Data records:
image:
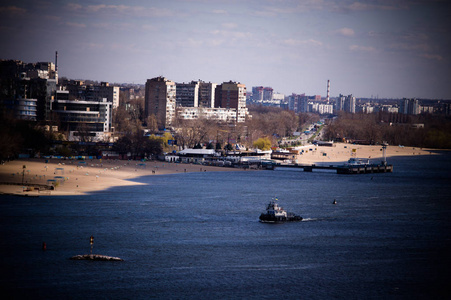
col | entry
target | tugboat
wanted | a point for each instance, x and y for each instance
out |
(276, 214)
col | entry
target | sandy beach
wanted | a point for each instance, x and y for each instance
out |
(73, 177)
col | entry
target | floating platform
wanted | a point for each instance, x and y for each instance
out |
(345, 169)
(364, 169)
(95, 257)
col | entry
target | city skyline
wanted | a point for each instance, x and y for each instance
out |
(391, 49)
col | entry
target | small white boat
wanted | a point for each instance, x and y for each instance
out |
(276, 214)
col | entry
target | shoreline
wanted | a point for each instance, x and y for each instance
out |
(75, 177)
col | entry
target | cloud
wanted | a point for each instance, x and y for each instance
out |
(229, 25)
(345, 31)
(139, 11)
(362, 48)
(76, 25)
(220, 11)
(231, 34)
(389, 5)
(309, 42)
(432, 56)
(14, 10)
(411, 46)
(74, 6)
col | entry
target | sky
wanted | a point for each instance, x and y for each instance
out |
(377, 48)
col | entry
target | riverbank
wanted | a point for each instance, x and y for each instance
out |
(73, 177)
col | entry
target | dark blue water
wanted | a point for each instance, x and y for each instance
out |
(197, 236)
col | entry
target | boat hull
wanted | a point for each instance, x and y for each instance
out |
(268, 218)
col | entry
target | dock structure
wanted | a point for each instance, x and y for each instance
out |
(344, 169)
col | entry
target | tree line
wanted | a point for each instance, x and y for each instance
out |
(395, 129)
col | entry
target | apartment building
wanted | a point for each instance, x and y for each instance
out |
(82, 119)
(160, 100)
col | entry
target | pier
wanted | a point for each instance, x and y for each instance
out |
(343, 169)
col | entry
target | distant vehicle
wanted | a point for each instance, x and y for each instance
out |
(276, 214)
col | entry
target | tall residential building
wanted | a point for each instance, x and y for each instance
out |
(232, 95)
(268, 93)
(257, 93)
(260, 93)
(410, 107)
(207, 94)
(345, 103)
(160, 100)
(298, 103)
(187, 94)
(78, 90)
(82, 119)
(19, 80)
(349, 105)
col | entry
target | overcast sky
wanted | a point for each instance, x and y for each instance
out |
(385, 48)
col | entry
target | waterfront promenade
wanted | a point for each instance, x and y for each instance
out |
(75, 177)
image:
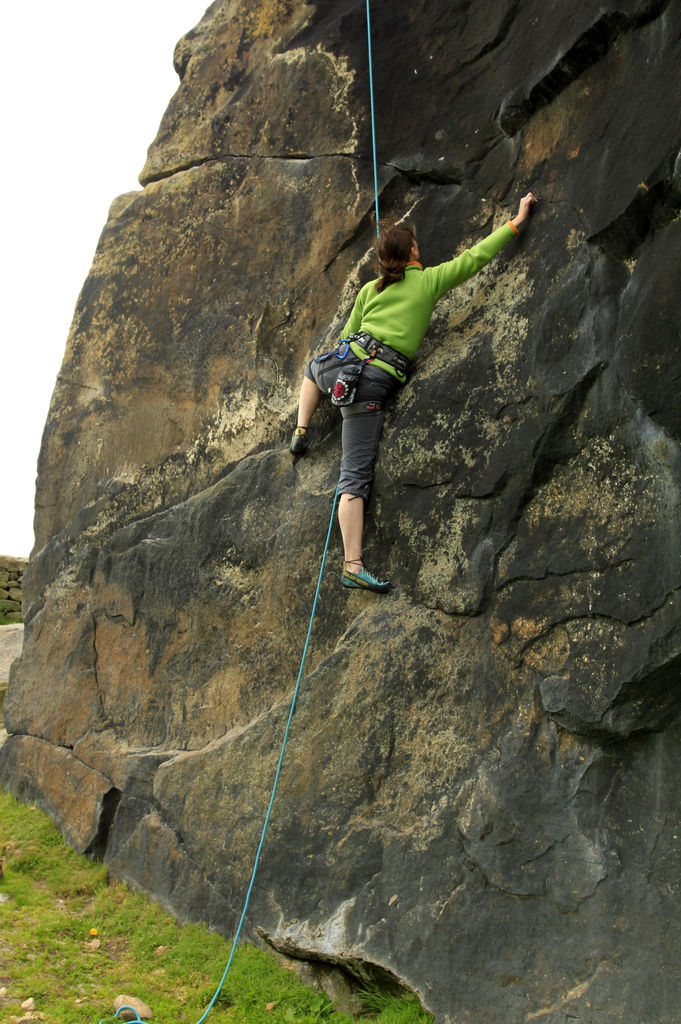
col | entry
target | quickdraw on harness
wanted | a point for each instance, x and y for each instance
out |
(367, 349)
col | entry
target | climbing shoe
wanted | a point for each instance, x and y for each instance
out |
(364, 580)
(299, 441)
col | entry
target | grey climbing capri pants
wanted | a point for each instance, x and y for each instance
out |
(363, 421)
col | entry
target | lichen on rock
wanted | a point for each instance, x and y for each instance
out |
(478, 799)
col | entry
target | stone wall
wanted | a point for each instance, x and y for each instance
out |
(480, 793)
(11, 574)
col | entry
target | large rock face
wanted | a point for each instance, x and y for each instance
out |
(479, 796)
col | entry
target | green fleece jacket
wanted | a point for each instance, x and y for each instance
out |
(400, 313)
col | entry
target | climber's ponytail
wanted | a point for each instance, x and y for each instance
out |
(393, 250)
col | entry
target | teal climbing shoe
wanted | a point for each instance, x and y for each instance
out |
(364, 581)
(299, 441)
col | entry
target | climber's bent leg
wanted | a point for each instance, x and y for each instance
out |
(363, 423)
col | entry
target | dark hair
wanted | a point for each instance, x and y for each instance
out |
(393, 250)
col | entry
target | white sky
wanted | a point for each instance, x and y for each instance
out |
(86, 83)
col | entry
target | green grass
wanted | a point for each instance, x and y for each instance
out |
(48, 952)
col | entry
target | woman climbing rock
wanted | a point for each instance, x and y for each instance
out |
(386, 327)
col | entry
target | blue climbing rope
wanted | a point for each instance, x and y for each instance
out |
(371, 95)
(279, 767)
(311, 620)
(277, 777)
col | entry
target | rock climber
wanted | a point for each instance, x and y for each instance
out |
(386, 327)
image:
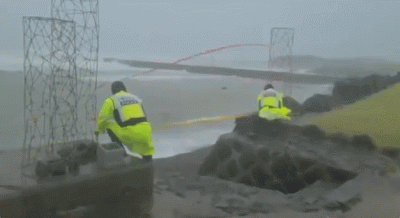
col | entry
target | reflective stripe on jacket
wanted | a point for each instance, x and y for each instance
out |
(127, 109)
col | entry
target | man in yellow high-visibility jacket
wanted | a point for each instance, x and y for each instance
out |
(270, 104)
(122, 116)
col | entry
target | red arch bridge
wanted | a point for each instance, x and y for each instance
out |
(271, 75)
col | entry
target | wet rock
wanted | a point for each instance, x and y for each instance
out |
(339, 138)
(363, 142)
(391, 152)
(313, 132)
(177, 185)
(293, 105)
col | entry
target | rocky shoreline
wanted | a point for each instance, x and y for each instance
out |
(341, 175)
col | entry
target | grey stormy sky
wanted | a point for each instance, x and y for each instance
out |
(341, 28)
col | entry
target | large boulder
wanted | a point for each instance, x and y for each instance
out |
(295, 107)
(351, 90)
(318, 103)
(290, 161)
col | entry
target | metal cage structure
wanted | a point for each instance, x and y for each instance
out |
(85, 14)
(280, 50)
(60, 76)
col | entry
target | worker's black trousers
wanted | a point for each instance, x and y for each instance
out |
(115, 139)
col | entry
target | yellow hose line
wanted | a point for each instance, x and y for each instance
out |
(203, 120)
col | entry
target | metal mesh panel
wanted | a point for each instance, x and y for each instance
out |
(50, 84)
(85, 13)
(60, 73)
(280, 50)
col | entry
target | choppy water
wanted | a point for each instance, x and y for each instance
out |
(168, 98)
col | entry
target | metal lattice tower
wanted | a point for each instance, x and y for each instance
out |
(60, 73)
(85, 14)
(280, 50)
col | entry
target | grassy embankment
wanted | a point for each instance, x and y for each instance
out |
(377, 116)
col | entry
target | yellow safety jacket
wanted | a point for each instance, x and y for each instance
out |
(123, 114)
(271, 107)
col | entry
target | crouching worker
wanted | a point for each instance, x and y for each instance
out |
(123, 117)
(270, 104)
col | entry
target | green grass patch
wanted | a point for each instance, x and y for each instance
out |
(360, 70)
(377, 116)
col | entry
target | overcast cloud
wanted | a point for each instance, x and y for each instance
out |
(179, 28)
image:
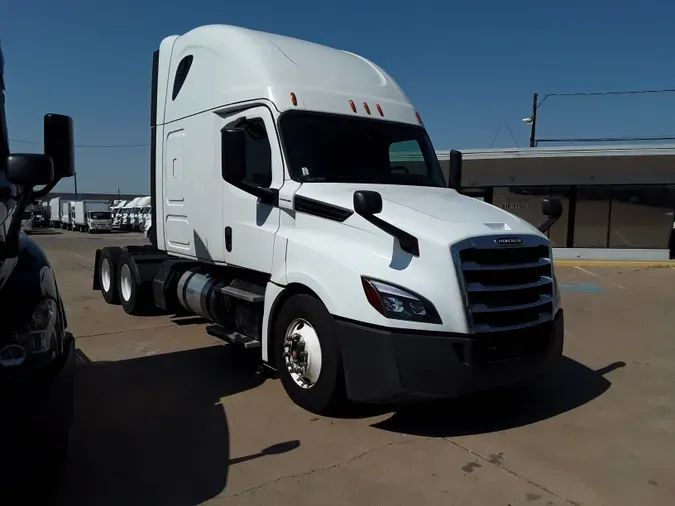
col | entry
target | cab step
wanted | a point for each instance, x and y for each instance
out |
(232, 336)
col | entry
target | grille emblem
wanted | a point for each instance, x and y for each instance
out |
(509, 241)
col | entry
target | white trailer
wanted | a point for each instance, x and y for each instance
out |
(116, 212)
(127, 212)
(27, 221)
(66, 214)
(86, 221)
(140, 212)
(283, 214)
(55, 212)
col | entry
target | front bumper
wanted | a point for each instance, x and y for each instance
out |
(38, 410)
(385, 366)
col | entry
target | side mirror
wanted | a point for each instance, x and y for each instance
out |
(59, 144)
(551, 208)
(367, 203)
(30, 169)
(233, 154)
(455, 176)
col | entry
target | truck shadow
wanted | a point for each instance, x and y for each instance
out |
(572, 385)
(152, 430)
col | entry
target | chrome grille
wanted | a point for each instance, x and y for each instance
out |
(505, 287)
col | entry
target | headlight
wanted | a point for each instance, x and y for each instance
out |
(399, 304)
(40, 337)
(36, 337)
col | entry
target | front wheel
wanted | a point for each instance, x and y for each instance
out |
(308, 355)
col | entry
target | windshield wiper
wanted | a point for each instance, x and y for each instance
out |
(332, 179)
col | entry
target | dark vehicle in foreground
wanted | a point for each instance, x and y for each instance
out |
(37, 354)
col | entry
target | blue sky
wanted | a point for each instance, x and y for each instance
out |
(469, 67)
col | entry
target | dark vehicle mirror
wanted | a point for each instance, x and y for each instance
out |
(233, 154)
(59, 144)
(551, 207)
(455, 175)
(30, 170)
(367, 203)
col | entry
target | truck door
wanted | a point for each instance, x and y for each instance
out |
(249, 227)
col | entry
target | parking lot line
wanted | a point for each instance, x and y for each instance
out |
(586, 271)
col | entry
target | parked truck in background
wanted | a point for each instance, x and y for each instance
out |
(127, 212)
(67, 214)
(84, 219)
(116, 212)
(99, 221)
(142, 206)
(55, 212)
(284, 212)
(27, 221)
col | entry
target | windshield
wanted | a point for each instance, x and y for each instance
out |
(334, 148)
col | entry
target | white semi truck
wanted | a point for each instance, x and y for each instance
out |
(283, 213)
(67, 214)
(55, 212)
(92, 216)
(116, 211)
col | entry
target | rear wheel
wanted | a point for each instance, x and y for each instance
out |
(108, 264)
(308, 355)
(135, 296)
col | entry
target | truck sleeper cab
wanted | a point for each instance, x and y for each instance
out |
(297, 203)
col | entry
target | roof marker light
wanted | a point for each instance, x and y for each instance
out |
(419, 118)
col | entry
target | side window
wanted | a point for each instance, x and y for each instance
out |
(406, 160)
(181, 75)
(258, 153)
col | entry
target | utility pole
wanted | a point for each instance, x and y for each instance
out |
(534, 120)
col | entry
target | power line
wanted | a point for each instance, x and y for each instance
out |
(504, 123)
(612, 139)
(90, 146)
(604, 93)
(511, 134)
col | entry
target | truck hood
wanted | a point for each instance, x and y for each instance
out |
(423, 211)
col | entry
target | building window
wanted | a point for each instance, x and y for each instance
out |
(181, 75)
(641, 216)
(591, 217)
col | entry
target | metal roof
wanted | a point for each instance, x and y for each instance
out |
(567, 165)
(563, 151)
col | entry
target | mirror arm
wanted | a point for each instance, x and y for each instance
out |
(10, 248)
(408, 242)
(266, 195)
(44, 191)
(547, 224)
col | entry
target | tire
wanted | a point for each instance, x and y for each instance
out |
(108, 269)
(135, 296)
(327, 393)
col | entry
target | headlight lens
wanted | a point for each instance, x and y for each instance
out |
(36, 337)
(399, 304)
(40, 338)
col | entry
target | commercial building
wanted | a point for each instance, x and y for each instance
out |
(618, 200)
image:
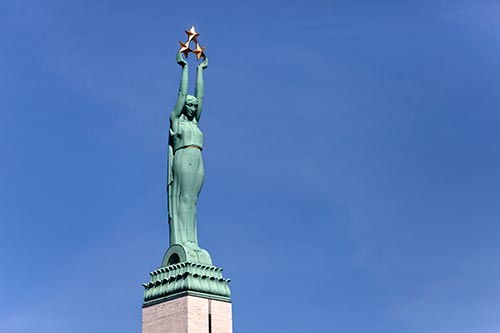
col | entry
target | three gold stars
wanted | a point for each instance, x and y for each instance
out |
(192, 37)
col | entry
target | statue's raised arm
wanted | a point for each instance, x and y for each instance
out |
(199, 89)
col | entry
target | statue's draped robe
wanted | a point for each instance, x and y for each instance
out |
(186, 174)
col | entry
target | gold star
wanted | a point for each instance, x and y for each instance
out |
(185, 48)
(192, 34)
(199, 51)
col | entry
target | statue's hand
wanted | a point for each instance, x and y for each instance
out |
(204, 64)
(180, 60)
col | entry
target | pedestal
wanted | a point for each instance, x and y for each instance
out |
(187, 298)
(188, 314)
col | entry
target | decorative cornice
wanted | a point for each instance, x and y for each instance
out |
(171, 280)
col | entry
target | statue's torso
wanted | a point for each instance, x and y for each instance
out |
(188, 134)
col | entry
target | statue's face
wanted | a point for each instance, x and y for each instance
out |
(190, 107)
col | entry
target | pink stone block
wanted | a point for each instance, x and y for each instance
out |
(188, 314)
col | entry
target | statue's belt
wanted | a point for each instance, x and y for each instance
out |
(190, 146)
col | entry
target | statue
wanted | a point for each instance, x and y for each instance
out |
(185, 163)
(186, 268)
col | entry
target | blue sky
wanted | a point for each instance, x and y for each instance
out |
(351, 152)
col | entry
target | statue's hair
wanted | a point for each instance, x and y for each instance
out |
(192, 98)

Exercise details: Look for the string "stone" in the entries above. Copy every line that has it.

Result:
target | stone wall
target | pink stone block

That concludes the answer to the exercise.